**What the task requires**
Could you reproduce every line starting at the line containing "Trace the outline of every instance of the rear" and ending at the line containing "[[[720,110],[724,118],[761,118],[754,104],[721,104]]]", requests included, and shift each coordinate in the answers by -112?

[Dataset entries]
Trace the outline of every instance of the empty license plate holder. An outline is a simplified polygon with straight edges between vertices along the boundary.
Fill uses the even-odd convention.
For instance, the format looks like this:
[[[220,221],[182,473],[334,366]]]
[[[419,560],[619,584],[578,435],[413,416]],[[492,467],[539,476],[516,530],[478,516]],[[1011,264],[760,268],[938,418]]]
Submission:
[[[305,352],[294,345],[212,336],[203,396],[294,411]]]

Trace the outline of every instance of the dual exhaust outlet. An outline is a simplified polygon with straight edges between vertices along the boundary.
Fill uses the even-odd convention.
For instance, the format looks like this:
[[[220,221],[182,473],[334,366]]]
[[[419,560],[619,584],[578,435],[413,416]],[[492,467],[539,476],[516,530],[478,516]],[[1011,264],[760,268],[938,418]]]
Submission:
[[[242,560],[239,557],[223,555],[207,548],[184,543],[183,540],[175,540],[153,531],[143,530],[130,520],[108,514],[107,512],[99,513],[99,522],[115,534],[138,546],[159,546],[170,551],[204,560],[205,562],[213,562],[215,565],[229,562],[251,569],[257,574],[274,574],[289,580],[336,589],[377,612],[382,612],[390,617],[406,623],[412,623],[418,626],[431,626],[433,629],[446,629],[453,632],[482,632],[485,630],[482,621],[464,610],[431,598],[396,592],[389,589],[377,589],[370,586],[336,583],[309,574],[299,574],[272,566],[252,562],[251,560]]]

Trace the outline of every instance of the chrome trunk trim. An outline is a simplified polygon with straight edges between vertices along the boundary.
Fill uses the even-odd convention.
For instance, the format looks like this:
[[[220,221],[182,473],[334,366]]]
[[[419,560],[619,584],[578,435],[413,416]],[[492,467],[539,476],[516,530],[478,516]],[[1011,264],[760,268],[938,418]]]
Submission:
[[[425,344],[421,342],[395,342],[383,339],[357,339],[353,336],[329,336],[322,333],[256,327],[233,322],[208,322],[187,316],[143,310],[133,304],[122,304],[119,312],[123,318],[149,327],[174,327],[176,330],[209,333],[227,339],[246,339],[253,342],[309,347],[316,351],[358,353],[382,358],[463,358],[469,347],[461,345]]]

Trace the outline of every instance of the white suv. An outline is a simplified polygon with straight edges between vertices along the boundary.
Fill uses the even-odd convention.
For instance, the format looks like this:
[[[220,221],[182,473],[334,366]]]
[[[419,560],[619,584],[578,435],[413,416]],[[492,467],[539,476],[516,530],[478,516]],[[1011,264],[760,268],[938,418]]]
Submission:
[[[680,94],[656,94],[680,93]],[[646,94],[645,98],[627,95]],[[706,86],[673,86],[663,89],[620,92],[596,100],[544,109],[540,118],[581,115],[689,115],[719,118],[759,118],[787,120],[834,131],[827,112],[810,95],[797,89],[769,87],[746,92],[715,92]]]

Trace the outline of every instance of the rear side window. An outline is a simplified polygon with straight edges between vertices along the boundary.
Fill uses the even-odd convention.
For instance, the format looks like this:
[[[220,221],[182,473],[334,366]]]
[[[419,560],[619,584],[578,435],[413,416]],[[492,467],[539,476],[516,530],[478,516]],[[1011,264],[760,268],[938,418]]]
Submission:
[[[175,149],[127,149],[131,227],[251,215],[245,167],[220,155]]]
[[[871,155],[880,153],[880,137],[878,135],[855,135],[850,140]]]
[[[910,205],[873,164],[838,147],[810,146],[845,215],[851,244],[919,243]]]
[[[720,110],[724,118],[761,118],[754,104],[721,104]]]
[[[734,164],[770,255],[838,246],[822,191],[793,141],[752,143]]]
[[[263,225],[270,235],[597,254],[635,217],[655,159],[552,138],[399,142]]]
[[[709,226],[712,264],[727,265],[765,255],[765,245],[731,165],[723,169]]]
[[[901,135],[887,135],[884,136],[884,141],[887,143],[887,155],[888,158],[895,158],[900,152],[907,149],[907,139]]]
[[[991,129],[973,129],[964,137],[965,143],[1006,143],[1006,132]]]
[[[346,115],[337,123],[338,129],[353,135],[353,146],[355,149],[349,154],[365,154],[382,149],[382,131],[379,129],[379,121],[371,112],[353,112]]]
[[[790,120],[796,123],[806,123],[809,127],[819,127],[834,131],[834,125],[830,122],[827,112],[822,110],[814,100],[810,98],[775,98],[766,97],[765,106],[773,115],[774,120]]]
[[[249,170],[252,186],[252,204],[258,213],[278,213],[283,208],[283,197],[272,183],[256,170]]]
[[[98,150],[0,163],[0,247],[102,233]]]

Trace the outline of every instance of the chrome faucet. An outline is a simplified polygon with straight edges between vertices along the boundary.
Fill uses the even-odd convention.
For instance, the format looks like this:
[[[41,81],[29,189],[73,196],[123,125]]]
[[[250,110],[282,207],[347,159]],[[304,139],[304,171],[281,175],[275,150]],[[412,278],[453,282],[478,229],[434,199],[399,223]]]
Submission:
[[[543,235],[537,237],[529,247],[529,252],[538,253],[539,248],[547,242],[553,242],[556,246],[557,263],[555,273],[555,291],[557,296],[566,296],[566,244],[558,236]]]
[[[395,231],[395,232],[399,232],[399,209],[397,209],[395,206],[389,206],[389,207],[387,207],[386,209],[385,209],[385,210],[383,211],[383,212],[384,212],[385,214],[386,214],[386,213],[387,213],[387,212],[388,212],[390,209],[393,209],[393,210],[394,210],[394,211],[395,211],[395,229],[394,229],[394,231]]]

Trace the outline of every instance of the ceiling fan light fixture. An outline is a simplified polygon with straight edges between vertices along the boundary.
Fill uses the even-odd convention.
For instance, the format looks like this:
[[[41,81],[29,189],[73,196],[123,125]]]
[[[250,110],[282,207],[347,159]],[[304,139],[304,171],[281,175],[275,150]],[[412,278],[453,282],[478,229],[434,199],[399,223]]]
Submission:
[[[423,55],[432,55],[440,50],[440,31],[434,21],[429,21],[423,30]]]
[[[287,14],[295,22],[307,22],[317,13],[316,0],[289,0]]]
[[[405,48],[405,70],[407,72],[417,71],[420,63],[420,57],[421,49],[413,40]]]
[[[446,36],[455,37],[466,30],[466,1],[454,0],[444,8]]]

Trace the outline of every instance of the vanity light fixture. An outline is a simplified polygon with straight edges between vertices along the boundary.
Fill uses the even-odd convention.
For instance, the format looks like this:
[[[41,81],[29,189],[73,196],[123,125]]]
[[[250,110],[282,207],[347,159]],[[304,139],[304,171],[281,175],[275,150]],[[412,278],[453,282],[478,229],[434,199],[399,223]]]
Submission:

**Answer for the task**
Trace the outline of every instance of the rear side window. An outline is a simplified polygon with straight edges between vertices along the boundary.
Fill uses the even-odd convention.
For instance, the format looks like this:
[[[220,221],[182,473],[334,366]]]
[[[419,560],[619,584],[578,435],[413,416]],[[492,467],[539,476],[516,530],[478,516]],[[1011,264],[760,268],[938,418]]]
Submission:
[[[63,37],[15,37],[19,115],[139,103],[133,55],[108,43]]]
[[[759,43],[768,41],[768,25],[766,23],[743,23],[738,28]]]
[[[798,93],[761,52],[726,35],[698,34],[733,103],[739,132],[807,131]]]
[[[608,-2],[612,6],[649,6],[642,-8],[609,-8]]]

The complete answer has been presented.